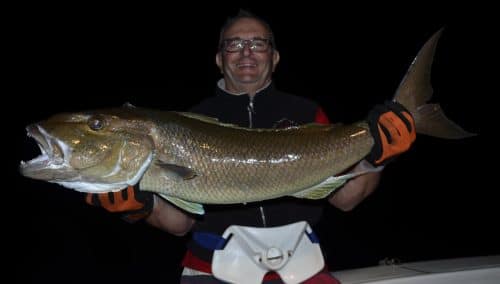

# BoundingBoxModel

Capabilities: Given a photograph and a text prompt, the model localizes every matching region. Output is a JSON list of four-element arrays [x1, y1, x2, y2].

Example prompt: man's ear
[[215, 52, 224, 74], [273, 50, 280, 72]]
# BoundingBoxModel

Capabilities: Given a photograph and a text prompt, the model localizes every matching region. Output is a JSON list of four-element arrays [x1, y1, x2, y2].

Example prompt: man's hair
[[219, 9, 276, 49]]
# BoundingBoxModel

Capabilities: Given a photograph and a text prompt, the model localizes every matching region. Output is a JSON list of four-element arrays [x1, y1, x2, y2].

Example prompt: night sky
[[11, 5, 492, 283]]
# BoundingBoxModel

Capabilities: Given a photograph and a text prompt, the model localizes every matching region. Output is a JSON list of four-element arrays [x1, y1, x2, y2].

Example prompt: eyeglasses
[[221, 38, 271, 52]]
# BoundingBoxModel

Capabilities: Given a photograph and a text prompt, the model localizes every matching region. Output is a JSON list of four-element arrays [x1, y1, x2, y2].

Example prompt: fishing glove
[[85, 185, 154, 223], [366, 101, 416, 166]]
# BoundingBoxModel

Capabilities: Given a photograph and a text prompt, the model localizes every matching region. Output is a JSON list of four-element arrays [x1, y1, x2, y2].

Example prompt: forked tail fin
[[393, 29, 475, 139]]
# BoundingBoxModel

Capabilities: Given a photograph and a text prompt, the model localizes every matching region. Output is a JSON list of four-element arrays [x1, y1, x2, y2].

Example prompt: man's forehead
[[224, 18, 269, 38]]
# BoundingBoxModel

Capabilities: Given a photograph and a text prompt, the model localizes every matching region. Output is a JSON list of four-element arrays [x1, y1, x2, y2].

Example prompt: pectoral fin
[[292, 176, 350, 199], [292, 164, 383, 199], [157, 162, 196, 180], [158, 193, 205, 215]]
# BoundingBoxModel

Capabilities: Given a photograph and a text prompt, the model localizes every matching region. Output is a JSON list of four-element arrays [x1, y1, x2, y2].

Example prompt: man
[[87, 12, 415, 283]]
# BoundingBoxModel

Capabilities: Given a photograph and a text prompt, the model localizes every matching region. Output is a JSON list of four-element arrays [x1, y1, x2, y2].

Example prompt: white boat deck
[[332, 255, 500, 284]]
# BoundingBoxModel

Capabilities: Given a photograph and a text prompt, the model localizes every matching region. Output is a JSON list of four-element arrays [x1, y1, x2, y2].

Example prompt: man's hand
[[366, 101, 416, 166], [85, 185, 154, 223]]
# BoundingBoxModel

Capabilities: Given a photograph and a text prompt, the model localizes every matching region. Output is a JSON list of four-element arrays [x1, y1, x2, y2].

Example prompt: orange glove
[[85, 185, 154, 223], [366, 101, 416, 165]]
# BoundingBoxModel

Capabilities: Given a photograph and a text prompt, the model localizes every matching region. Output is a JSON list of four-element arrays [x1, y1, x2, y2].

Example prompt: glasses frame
[[221, 37, 272, 53]]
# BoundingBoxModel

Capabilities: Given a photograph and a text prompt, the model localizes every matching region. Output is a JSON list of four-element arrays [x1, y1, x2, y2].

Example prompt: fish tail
[[393, 28, 476, 139]]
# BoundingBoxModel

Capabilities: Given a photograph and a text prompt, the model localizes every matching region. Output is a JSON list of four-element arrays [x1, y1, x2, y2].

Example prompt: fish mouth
[[19, 124, 68, 179]]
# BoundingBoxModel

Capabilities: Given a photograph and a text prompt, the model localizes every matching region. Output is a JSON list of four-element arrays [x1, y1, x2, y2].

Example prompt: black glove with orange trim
[[366, 101, 416, 166], [85, 185, 154, 223]]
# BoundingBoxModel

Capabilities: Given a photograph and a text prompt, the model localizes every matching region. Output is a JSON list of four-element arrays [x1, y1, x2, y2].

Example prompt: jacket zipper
[[247, 96, 267, 227]]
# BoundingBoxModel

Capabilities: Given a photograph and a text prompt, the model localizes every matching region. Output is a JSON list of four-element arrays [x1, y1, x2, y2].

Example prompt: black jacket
[[188, 84, 325, 261]]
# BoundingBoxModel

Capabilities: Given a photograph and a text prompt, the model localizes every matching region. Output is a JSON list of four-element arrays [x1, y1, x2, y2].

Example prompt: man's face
[[216, 18, 279, 92]]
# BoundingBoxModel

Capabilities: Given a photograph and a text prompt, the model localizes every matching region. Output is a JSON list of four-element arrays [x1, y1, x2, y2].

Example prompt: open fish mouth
[[20, 124, 68, 176]]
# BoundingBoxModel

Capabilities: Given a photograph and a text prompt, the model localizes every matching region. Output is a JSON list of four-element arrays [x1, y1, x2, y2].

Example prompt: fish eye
[[87, 116, 105, 131]]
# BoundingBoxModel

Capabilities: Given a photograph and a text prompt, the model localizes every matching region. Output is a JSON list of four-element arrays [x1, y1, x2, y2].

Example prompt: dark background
[[8, 4, 492, 283]]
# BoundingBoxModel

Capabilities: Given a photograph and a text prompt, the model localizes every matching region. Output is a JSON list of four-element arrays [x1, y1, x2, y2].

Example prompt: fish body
[[20, 32, 471, 214]]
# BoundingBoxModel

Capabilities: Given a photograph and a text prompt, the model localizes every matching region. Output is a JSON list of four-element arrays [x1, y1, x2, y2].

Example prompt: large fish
[[20, 31, 471, 214]]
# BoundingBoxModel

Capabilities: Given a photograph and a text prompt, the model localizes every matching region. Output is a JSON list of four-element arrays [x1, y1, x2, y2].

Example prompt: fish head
[[20, 108, 154, 193]]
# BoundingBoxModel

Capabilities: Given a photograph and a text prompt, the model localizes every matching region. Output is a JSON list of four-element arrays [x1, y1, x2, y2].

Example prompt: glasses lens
[[224, 38, 269, 52]]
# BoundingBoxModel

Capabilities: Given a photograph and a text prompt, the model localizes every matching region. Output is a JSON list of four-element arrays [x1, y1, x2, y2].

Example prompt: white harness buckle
[[212, 221, 325, 284]]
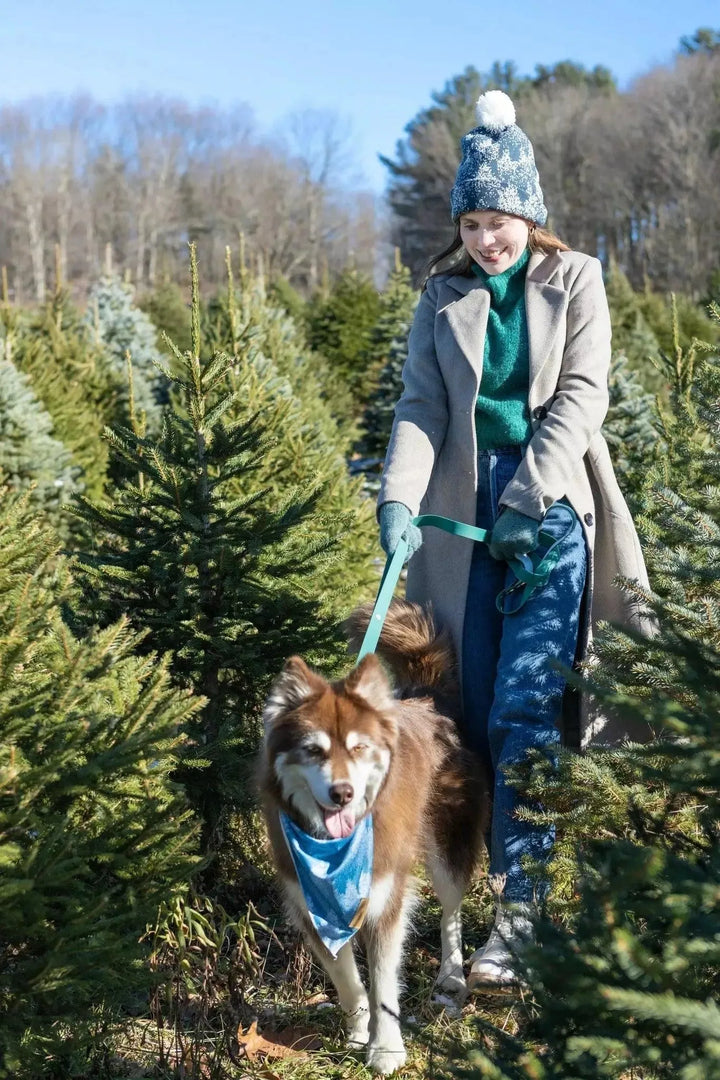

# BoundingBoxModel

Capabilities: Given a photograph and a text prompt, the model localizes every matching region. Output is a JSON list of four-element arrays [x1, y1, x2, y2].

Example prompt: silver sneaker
[[467, 904, 533, 993]]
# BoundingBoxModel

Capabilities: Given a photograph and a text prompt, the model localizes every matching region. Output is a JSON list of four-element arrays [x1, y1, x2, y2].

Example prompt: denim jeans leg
[[462, 450, 506, 767], [488, 503, 587, 903]]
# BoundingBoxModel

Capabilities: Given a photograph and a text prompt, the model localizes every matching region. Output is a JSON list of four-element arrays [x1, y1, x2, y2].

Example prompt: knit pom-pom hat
[[450, 90, 547, 225]]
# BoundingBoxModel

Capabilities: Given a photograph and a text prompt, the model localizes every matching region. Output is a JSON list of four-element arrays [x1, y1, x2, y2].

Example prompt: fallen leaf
[[237, 1021, 322, 1062], [303, 990, 327, 1005]]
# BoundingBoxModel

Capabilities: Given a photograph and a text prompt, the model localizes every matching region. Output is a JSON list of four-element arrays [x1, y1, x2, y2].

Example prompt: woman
[[378, 91, 647, 984]]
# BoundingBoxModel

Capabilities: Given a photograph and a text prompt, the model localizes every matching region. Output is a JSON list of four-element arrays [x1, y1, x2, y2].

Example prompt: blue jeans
[[462, 447, 587, 903]]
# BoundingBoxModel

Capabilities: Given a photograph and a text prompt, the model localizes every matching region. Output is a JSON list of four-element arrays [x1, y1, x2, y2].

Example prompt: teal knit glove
[[488, 507, 540, 561], [378, 502, 422, 558]]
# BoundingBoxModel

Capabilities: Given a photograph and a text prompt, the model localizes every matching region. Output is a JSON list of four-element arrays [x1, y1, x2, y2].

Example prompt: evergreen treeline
[[0, 96, 379, 302], [385, 30, 720, 300]]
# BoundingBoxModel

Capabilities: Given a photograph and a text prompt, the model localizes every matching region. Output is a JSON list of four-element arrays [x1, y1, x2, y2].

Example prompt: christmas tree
[[464, 306, 720, 1080], [0, 490, 201, 1080], [308, 267, 380, 407], [0, 360, 80, 522], [84, 274, 167, 431], [602, 353, 664, 502], [356, 259, 418, 458], [73, 248, 375, 852], [0, 291, 110, 501]]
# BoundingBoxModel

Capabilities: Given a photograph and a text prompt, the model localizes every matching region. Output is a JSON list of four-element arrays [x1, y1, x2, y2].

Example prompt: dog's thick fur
[[261, 600, 488, 1074]]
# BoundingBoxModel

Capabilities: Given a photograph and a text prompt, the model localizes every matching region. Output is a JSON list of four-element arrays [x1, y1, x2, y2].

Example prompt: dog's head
[[263, 654, 397, 839]]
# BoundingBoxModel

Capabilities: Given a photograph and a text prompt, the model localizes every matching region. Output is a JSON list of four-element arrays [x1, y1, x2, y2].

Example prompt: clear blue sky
[[5, 0, 720, 191]]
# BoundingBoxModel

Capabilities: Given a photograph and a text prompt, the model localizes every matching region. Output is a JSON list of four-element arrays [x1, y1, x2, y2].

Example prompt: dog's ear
[[345, 652, 395, 712], [262, 657, 327, 727]]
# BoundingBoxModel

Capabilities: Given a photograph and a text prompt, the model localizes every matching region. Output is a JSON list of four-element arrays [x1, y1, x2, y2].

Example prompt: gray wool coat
[[378, 252, 648, 745]]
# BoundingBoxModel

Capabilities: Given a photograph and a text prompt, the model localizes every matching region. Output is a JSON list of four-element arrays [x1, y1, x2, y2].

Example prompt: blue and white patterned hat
[[450, 90, 547, 225]]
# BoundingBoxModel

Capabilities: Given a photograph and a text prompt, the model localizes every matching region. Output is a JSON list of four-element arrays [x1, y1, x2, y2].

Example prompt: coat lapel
[[525, 252, 568, 395], [446, 252, 568, 402], [446, 274, 490, 386]]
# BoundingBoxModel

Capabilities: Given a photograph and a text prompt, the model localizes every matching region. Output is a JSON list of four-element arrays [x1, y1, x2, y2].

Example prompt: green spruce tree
[[72, 248, 371, 852], [0, 293, 110, 501], [84, 274, 167, 431], [602, 353, 664, 502], [138, 280, 191, 356], [308, 267, 380, 414], [0, 490, 201, 1080], [606, 261, 664, 393], [356, 259, 418, 466], [0, 360, 80, 523]]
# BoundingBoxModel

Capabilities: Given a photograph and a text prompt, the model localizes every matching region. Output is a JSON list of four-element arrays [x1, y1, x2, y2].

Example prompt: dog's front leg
[[427, 853, 466, 999], [318, 942, 370, 1047], [367, 904, 408, 1076]]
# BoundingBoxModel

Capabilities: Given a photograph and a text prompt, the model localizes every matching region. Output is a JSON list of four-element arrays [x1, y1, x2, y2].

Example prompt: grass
[[111, 880, 528, 1080]]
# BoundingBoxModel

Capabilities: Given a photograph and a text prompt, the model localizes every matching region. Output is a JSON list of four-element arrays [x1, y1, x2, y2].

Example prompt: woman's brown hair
[[422, 221, 570, 289]]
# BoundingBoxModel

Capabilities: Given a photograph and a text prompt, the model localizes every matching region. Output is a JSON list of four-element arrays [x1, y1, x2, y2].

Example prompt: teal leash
[[357, 503, 578, 663]]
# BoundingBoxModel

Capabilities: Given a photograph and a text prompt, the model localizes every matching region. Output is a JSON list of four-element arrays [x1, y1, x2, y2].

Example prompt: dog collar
[[280, 813, 373, 957]]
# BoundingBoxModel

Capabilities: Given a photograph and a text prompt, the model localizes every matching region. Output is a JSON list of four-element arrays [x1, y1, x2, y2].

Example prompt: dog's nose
[[330, 780, 355, 807]]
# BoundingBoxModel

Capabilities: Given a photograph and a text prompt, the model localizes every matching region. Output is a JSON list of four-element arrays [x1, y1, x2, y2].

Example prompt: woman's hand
[[488, 507, 540, 561], [378, 501, 422, 558]]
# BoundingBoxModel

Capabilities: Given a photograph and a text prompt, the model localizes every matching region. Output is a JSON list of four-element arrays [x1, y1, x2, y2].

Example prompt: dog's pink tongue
[[324, 807, 355, 840]]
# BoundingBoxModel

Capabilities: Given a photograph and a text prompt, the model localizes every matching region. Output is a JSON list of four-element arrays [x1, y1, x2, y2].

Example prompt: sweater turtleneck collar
[[473, 247, 530, 303]]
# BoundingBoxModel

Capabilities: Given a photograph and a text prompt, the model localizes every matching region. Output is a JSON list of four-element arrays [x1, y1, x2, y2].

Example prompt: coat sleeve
[[378, 279, 448, 514], [500, 258, 611, 521]]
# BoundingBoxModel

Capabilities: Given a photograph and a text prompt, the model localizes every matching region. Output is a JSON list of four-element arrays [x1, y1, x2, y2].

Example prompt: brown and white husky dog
[[261, 600, 489, 1074]]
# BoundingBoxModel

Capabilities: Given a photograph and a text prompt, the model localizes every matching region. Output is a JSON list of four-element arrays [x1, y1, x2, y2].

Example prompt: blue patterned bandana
[[280, 813, 373, 957]]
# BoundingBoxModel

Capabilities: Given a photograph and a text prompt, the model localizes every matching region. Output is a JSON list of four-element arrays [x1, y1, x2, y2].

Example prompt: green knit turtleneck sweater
[[473, 248, 532, 450]]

_ _ _ _ _ _ _

Exercise instructions>
Put every line from the beginning of the listing through the line containing "[[215, 52, 224, 74], [273, 50, 280, 72]]" into a JSON list of strings, one string per line, with blank lines and pictures omitted.

Output for this exercise>
[
  "# BoundingBoxModel",
  "Capabilities: Given a photograph and a text prompt, the model localizes every matching region. Output is a JSON list of four-element arrays [x1, y1, x2, y2].",
  "Example prompt: man's ear",
  "[[215, 52, 224, 74], [273, 50, 280, 72]]"
]